======== EXERCISE TEXT

Earlier this week, Eytan Bayme wrote about tasting Kornbluh’s tracklements for the first time and celebrating his third Christmas in Europe as an American Jew. Eytan is guest blogging for the Jewish Book Council all week as part of the Visiting Scribe series here on The ProsenPeople.
I said it so many times that first trimester, it almost became a mantra: “If anyone’s gonna do it, it should be us.” We learned that some parents, with a little practice and a guiding hand, performed the ritual themselves. If we were going to circumcise at all, we should be the ones making the cut.
It’s easy to feel bad for an eight-day-old baby undergoing an invasive cosmetic procedure with no apparent medical benefits, but circumcision is like a dream: they cry for the few minutes then taste their first drop of wine before falling asleep and forgetting the whole thing took place. Some claim circumcised men suffer PTSD and intimacy issues later in life, but no one I knew — myself included — seemed to be dealing with stuff like that. My son, if he was anything like me, wouldn’t miss his foreskin; he’d take for granted that it was never there in the first place.
But I would remember.
I would remember the nine months my wife carried him, six of which she couldn’t walk without pelvic pain. I would remember the safety measures we took to keep him out of danger — the healthy food we ate, the insurance we purchased, the vaccinations we researched, the fireproofing of the house, the organic cotton pajamas we bought. We were so concerned with our unborn son’s health and safety that the impending circumcision felt like sadistic torture. For us.
Circumcision is a test, just like God tested Abraham with Isaac, and circumcising my son was a test to see how committed I was to Judaic tradition. If I was as honest as I strived to be, the people making the commitment should be the ones holding the knife. The test was for us, not the mohel who circumcises three kids a week.

================
======== DATA FOR REVIEW

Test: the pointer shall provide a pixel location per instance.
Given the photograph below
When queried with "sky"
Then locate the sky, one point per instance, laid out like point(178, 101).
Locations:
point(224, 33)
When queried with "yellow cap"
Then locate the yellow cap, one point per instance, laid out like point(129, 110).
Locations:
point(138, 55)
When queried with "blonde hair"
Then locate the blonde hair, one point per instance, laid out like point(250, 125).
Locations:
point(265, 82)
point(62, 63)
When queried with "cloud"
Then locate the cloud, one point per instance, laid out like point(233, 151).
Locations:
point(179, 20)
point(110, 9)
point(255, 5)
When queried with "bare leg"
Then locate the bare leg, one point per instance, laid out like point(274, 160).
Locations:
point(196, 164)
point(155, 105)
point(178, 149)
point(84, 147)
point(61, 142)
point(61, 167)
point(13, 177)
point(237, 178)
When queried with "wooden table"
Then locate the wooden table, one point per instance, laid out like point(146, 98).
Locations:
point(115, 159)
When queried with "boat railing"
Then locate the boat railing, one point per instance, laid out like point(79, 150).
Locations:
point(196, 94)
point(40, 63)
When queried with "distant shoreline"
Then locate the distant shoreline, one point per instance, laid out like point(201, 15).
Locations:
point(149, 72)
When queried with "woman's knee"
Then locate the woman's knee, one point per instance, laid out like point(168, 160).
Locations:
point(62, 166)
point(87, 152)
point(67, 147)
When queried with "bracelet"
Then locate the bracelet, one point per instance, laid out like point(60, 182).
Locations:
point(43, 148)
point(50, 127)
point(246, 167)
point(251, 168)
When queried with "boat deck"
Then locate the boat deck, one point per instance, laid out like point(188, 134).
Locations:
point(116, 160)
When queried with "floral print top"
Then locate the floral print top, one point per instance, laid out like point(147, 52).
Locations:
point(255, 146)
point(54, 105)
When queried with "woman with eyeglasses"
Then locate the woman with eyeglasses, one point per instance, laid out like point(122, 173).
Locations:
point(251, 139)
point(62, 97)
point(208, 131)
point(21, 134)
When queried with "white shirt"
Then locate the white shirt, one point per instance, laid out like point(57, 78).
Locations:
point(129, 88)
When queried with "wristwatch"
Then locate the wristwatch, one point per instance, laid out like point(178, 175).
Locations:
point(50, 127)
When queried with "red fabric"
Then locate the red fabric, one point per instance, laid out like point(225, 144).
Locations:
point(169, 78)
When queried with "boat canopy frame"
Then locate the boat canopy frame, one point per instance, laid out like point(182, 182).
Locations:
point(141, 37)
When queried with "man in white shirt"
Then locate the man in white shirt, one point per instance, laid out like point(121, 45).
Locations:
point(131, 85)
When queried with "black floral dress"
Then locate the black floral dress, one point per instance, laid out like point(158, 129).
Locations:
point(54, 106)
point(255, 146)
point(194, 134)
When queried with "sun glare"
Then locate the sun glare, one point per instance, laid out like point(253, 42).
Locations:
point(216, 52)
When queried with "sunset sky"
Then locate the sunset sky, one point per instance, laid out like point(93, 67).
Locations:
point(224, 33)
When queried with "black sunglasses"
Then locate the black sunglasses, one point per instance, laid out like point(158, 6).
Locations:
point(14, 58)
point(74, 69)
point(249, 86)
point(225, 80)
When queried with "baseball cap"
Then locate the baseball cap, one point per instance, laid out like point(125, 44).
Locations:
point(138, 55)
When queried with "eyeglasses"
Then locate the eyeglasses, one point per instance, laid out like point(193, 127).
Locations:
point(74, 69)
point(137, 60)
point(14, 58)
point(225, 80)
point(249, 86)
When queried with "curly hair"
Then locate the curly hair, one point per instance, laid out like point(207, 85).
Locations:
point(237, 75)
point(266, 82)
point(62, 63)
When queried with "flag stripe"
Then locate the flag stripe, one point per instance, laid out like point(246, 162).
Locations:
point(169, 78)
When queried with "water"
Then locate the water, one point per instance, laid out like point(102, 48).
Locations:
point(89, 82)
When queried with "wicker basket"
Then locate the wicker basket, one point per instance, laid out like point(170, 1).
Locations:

================

**WORK TASK 1:**
Retype the circumcision post from "It’s easy to" to "I would remember.".
**WORK TASK 2:**
In the circumcision post, for how many months of the pregnancy could the wife not walk without pelvic pain?
**WORK TASK 3:**
Carry on the circumcision post from where it stops.

**TASK OUTPUT 1:**
It’s easy to feel bad for an eight-day-old baby undergoing an invasive cosmetic procedure with no apparent medical benefits, but circumcision is like a dream: they cry for the few minutes then taste their first drop of wine before falling asleep and forgetting the whole thing took place. Some claim circumcised men suffer PTSD and intimacy issues later in life, but no one I knew — myself included — seemed to be dealing with stuff like that. My son, if he was anything like me, wouldn’t miss his foreskin; he’d take for granted that it was never there in the first place.
But I would remember.

**TASK OUTPUT 2:**
Six of the nine months.

**TASK OUTPUT 3:**
“Make sure you don’t mess him up for life,” my wife told me. She preferred not to do it at all. She found the whole thing anti-feminist. Here we were making a big fuss over a boy, talking about caterers and flying relatives in from overseas, yet none of it would be relevant if we had a girl.
“I wish we were having a girl,” I told her. We never asked the ultrasound technician the sex, but she kept referring to it as he, and asked us if we could see the sex. “I wish none of this was relevant.”
As the due date got closer, I lost my nerve. I was too worried about the birth. I needed to make sure we had everything in place for our planned home birth. I needed to inflate and fill a birthing pool without flooding the flat. When was I supposed to learn how to perform a circumcision? Who was supposed to teach me? Also, the more I thought about it, I didn’t like that my son’s faith would be measured by the way his penis looked. It was no one’s business. I spoke with our Rabbi. I wanted some air-tight argument for it, something along the lines of “There is no stronger connection to Jewish Peoplehood than bris millah,” but I knew there was no such argument that would speak to us. “It’s a personal decision,” our Rabbi said.
“Maybe we’ll just get a doctor to do it,” I told my wife. “We’ll wait till he’s nice and strong, forget the eight-day thing, and then take him to a clinic. No relatives, no bagels.”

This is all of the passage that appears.